BRANO.
..............................

Nel 2020 le nuove tecnologie applicate all’agricoltura, il cosiddetto agritech, in Italia, ha raggiunto un giro d’affari di 540 milioni di euro. Il 20% in più rispetto all’anno precedente. E mentre si fa sempre più urgente l’adozione di pratiche agricole sostenibili, si guarda alle prossime missioni spaziali, per sviluppare tecnologie impiegabili su altri pianeti, ma anche sulla terra. Se ne discuterà alla conferenza annuale, Primavera dell’Innovazione 2021, manifestazione interamente digitale, organizzata dal Consorzio di ricerca Hypatia, con i partner del progetto Laerospazio e la Fondazione E. Amaldi. Tra i relatori, che il 28 maggio interverranno all’evento, ci sarà Antonella Canini, docente di botanica all’Università Tor Vergata di Roma.
Nel 2024 l’uomo potrebbe tornare sulla Luna. Si fanno largo nuove opportunità per tecnologie applicate all’agricoltura?

..............................

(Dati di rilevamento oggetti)

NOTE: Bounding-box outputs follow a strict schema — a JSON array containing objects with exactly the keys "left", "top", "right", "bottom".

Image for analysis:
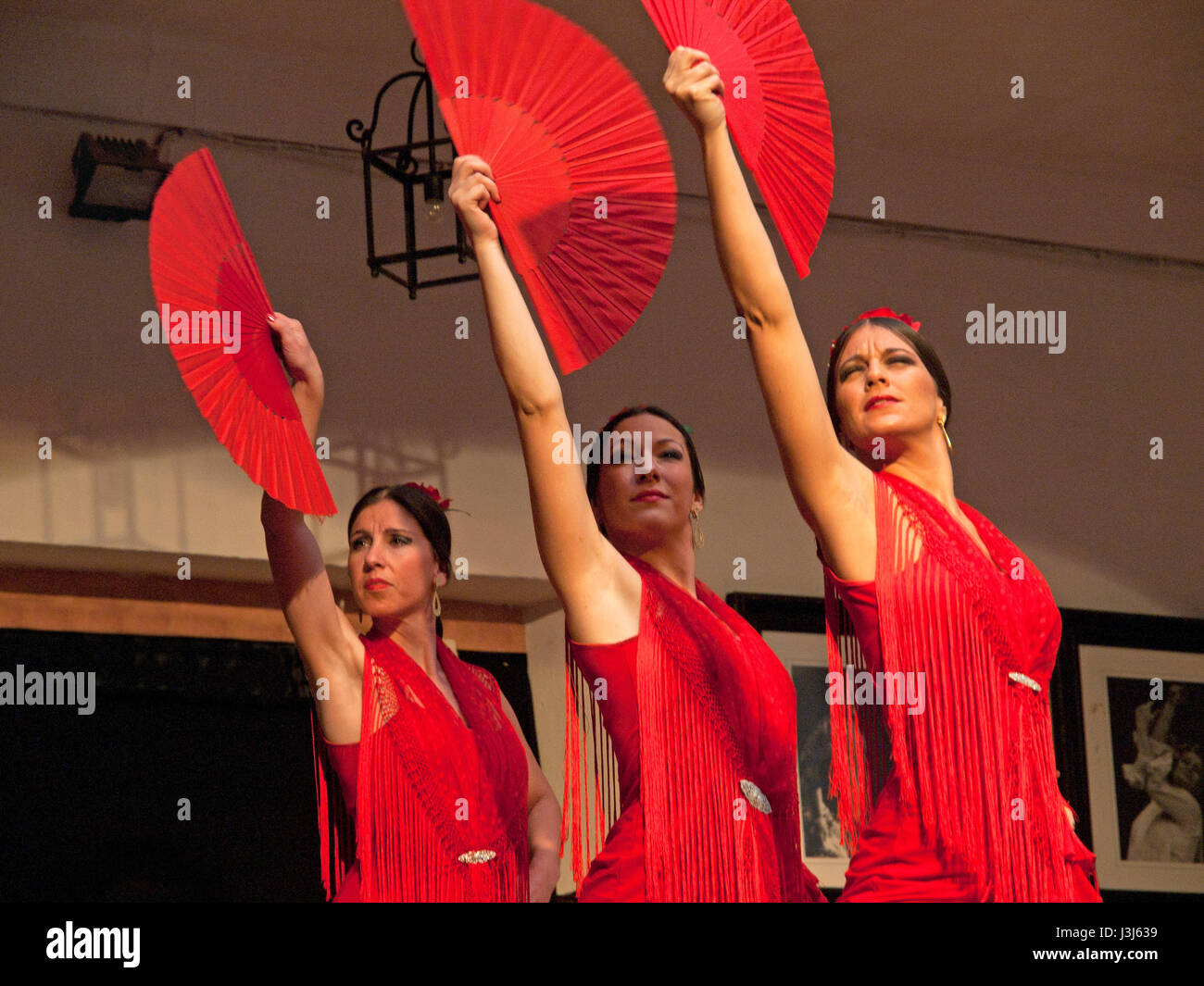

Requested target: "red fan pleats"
[
  {"left": 151, "top": 148, "right": 336, "bottom": 517},
  {"left": 643, "top": 0, "right": 834, "bottom": 277},
  {"left": 402, "top": 0, "right": 677, "bottom": 372}
]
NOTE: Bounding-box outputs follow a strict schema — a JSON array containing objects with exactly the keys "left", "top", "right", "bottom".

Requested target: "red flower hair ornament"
[
  {"left": 828, "top": 308, "right": 923, "bottom": 356},
  {"left": 401, "top": 482, "right": 452, "bottom": 513}
]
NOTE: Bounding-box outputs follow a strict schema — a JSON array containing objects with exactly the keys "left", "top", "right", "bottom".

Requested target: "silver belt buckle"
[
  {"left": 741, "top": 778, "right": 773, "bottom": 815},
  {"left": 1008, "top": 670, "right": 1042, "bottom": 693}
]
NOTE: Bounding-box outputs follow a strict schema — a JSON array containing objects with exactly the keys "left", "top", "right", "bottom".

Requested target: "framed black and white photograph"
[
  {"left": 763, "top": 630, "right": 849, "bottom": 890},
  {"left": 1079, "top": 645, "right": 1204, "bottom": 893}
]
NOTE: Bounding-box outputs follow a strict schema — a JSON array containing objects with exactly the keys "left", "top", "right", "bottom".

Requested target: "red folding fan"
[
  {"left": 643, "top": 0, "right": 834, "bottom": 277},
  {"left": 402, "top": 0, "right": 677, "bottom": 373},
  {"left": 151, "top": 147, "right": 336, "bottom": 517}
]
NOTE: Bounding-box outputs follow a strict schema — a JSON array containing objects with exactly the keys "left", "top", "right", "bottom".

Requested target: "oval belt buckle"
[
  {"left": 1008, "top": 670, "right": 1042, "bottom": 693},
  {"left": 741, "top": 778, "right": 773, "bottom": 815}
]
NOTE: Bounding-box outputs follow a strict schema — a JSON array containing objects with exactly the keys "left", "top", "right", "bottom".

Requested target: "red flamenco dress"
[
  {"left": 565, "top": 557, "right": 825, "bottom": 902},
  {"left": 823, "top": 472, "right": 1100, "bottom": 902},
  {"left": 314, "top": 630, "right": 529, "bottom": 902}
]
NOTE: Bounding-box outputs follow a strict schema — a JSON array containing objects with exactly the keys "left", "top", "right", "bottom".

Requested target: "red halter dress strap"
[
  {"left": 565, "top": 557, "right": 823, "bottom": 901},
  {"left": 318, "top": 632, "right": 529, "bottom": 902},
  {"left": 825, "top": 472, "right": 1099, "bottom": 901}
]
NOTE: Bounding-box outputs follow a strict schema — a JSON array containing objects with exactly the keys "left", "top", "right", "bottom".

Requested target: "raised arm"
[
  {"left": 663, "top": 48, "right": 872, "bottom": 550},
  {"left": 449, "top": 156, "right": 641, "bottom": 644},
  {"left": 260, "top": 312, "right": 364, "bottom": 743}
]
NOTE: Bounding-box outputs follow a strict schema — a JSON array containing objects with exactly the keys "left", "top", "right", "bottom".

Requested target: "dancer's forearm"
[
  {"left": 477, "top": 240, "right": 562, "bottom": 414},
  {"left": 701, "top": 124, "right": 794, "bottom": 329}
]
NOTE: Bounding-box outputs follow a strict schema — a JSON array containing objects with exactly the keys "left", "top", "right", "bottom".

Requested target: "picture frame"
[
  {"left": 727, "top": 593, "right": 849, "bottom": 897},
  {"left": 1079, "top": 645, "right": 1204, "bottom": 893},
  {"left": 762, "top": 630, "right": 849, "bottom": 892},
  {"left": 727, "top": 593, "right": 1204, "bottom": 903}
]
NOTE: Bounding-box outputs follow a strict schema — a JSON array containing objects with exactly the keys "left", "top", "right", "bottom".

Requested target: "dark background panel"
[{"left": 0, "top": 630, "right": 536, "bottom": 902}]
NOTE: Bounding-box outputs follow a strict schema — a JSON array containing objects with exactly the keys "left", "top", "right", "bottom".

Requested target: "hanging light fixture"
[
  {"left": 346, "top": 43, "right": 478, "bottom": 298},
  {"left": 68, "top": 133, "right": 171, "bottom": 221}
]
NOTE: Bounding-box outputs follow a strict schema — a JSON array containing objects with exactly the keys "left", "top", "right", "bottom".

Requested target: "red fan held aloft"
[
  {"left": 151, "top": 147, "right": 336, "bottom": 517},
  {"left": 643, "top": 0, "right": 834, "bottom": 277},
  {"left": 402, "top": 0, "right": 677, "bottom": 373}
]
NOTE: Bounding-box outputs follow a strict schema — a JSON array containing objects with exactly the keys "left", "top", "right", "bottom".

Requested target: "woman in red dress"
[
  {"left": 450, "top": 156, "right": 822, "bottom": 901},
  {"left": 261, "top": 313, "right": 560, "bottom": 902},
  {"left": 665, "top": 48, "right": 1099, "bottom": 901}
]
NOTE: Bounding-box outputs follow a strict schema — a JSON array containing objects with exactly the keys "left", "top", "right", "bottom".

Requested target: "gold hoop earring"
[{"left": 936, "top": 418, "right": 954, "bottom": 456}]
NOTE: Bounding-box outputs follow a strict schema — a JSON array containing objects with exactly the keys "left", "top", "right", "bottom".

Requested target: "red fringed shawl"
[
  {"left": 316, "top": 632, "right": 529, "bottom": 902},
  {"left": 562, "top": 557, "right": 823, "bottom": 901},
  {"left": 825, "top": 472, "right": 1072, "bottom": 901}
]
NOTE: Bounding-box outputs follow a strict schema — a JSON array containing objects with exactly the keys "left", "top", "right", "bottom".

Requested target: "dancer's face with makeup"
[
  {"left": 835, "top": 322, "right": 946, "bottom": 457},
  {"left": 594, "top": 414, "right": 702, "bottom": 555},
  {"left": 346, "top": 498, "right": 446, "bottom": 618}
]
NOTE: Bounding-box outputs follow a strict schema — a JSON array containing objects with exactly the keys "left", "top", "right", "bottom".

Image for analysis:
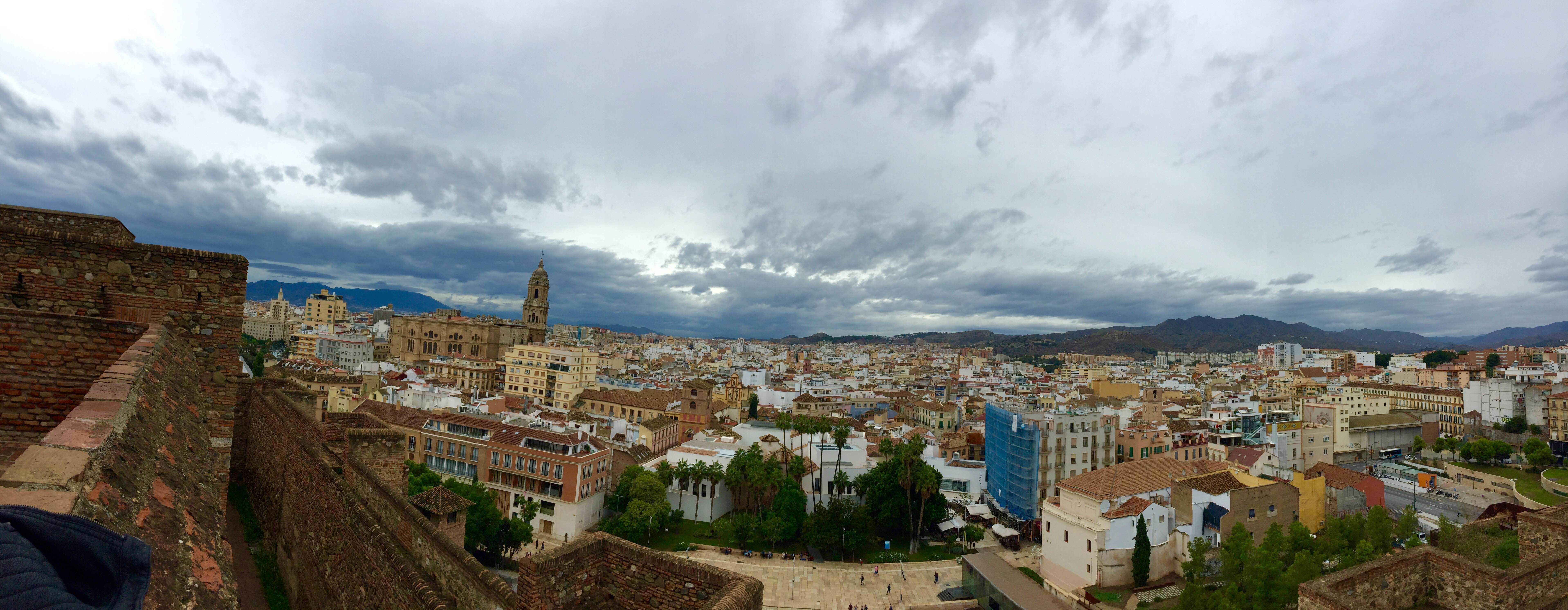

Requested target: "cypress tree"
[{"left": 1132, "top": 514, "right": 1151, "bottom": 586}]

..............................

COSA FARAI.
a – Traduci in inglese questa frase del brano sull'agritech: «Nel 2024 l’uomo potrebbe tornare sulla Luna.»
b – Scrivi il seguito del brano sull'agritech e le missioni spaziali, riprendendo dopo la sua ultima frase.

RISPOSTE.
a – In 2024, humans could return to the Moon.

b –
«Se parliamo di coltivazioni nello spazio dobbiamo pensare all’utilizzo di colture cellulari e ad una serie di biotecnologie che portano le cellule a far produrre le sostanze, quindi una coltivazione intensa ma che per dimensioni e malleabilità sia su base cellulare. Tornando alla Terra, i problemi sono abbastanza simili, nel senso che il nostro ambiente è sottoposto a molti agenti stressanti, tra cui il cambiamento climatico e la mancanza di acqua. Questi due problemi ci impongono l’uso di nuove tecnologie per creare delle colture fuori dal suolo, ma di agricoltura sostenibile».
Il cambiamento climatico impone soluzioni tecnologiche rapide per preservare il pianeta e praticare l’agricoltura. Quali?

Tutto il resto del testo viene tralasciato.